_GOAL_. Count the lines in the items below that contain the word "door". Reply with that number alone.

/---

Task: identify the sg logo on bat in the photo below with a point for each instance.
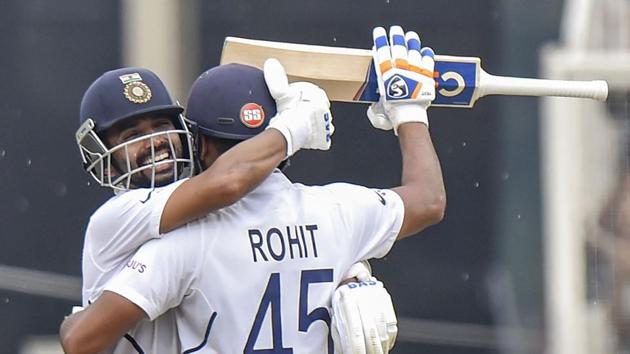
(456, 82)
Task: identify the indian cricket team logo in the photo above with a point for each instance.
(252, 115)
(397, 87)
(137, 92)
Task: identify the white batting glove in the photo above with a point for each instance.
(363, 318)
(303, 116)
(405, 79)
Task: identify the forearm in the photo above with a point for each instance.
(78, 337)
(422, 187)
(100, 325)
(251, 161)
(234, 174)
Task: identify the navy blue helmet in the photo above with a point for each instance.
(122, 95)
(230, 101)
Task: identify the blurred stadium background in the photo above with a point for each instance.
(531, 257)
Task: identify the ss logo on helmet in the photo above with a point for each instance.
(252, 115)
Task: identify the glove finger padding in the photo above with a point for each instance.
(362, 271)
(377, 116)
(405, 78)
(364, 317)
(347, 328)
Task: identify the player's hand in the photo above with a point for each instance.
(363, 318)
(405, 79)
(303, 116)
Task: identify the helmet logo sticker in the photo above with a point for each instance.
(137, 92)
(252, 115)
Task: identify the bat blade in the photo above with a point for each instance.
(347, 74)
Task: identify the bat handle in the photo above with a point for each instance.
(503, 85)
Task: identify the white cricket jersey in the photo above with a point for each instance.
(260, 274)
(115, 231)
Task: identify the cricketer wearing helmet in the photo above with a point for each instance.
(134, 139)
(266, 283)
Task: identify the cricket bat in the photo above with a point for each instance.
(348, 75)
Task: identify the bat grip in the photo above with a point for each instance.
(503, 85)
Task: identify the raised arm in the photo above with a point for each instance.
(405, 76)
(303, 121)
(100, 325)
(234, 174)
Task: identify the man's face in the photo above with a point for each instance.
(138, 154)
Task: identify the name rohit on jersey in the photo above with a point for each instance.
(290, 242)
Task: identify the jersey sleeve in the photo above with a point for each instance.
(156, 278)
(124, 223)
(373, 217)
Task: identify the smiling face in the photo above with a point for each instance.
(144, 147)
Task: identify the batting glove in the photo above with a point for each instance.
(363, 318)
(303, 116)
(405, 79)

\---
/---

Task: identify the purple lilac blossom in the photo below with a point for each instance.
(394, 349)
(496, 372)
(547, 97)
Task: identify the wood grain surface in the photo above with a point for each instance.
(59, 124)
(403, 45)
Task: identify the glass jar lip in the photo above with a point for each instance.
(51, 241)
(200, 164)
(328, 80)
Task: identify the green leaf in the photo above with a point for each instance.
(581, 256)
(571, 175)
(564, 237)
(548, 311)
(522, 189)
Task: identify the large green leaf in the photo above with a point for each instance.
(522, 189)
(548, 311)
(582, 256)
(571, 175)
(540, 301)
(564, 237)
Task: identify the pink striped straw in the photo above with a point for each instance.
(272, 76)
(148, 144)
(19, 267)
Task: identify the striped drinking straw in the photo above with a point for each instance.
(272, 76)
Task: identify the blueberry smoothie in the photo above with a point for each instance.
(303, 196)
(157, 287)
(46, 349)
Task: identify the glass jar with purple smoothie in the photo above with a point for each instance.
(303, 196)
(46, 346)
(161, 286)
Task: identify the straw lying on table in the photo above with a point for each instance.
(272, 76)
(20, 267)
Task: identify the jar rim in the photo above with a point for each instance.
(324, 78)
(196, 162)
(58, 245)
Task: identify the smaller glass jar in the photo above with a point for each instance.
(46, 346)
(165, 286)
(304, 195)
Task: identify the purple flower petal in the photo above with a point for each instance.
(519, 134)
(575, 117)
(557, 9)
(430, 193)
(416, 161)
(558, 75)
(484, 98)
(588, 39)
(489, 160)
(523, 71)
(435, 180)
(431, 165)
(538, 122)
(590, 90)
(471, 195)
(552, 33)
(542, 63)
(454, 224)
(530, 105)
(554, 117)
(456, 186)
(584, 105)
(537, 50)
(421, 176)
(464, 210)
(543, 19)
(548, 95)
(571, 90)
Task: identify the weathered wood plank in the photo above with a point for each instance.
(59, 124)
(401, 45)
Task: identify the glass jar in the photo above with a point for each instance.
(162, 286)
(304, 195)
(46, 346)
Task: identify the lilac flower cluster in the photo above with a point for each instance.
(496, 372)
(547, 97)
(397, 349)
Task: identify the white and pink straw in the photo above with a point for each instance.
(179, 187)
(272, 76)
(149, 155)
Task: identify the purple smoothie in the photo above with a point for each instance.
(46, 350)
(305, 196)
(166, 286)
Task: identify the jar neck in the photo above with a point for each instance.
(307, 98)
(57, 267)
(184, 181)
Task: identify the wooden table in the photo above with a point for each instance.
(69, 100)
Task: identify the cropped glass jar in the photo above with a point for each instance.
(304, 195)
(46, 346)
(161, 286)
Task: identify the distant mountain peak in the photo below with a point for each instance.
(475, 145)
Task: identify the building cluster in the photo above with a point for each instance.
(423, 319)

\---
/---

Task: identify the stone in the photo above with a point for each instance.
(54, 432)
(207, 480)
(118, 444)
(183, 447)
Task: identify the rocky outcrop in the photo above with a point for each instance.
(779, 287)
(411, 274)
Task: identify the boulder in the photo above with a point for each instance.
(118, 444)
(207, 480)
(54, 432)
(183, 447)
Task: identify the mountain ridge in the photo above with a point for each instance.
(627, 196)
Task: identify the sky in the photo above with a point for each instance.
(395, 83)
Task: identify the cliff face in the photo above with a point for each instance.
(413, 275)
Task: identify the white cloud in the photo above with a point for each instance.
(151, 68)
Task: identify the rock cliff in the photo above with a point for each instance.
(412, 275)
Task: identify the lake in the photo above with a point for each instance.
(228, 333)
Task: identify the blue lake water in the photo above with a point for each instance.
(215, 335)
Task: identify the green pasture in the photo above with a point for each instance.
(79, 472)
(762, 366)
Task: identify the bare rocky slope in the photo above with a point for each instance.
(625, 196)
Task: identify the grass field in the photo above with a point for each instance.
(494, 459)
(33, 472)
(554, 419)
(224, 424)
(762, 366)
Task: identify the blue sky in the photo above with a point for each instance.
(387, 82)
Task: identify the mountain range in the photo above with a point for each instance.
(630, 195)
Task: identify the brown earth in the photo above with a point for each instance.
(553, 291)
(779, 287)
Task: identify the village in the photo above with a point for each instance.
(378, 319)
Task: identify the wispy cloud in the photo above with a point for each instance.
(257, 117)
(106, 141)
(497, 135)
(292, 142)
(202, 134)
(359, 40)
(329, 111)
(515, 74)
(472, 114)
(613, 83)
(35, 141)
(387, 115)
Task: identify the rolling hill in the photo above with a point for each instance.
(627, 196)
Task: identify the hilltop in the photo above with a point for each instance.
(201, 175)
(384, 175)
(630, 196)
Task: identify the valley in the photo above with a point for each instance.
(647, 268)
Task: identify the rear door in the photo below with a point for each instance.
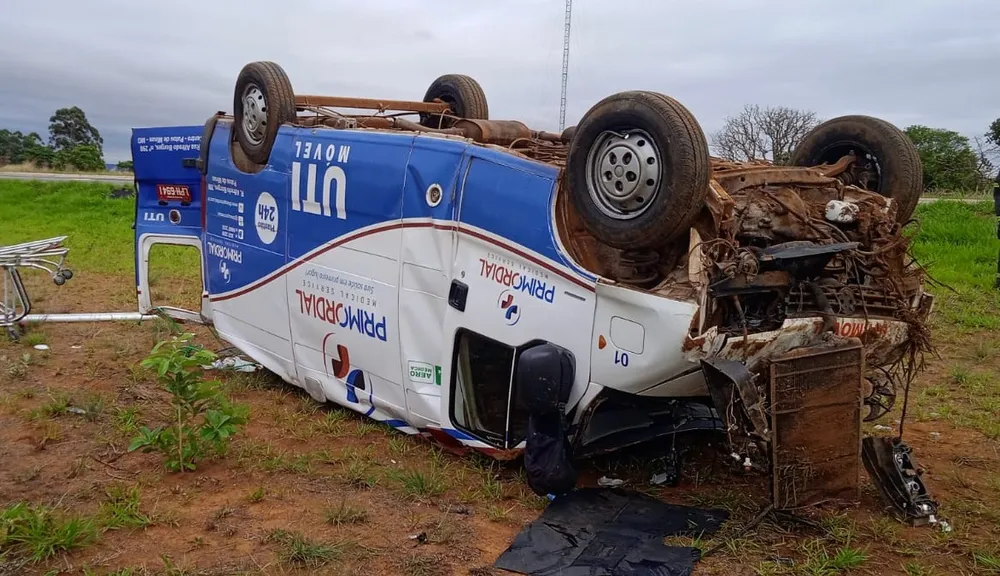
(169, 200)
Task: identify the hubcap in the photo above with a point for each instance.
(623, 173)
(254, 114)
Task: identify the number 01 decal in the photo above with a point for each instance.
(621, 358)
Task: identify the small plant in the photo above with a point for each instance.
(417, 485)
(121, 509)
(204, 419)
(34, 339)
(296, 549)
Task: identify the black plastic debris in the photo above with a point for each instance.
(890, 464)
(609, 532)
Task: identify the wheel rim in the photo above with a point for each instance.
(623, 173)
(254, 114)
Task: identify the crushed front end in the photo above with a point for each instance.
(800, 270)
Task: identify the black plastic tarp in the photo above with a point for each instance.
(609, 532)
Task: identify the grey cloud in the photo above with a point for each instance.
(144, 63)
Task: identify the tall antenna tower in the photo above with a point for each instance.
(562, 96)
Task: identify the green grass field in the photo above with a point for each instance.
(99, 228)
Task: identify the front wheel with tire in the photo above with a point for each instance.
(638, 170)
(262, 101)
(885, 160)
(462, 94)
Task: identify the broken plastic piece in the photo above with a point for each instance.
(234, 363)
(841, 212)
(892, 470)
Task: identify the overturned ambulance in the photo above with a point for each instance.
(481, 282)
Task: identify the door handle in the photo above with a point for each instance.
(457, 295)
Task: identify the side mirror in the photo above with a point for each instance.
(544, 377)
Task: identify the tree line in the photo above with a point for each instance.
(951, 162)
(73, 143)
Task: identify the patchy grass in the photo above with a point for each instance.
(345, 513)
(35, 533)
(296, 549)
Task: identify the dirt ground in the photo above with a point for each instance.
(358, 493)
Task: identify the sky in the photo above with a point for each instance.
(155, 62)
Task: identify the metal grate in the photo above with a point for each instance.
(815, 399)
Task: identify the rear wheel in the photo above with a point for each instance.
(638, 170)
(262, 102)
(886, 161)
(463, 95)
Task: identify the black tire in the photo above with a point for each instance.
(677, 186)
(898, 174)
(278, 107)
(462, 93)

\---

_RESPONSE FOR THIS EXERCISE_. 2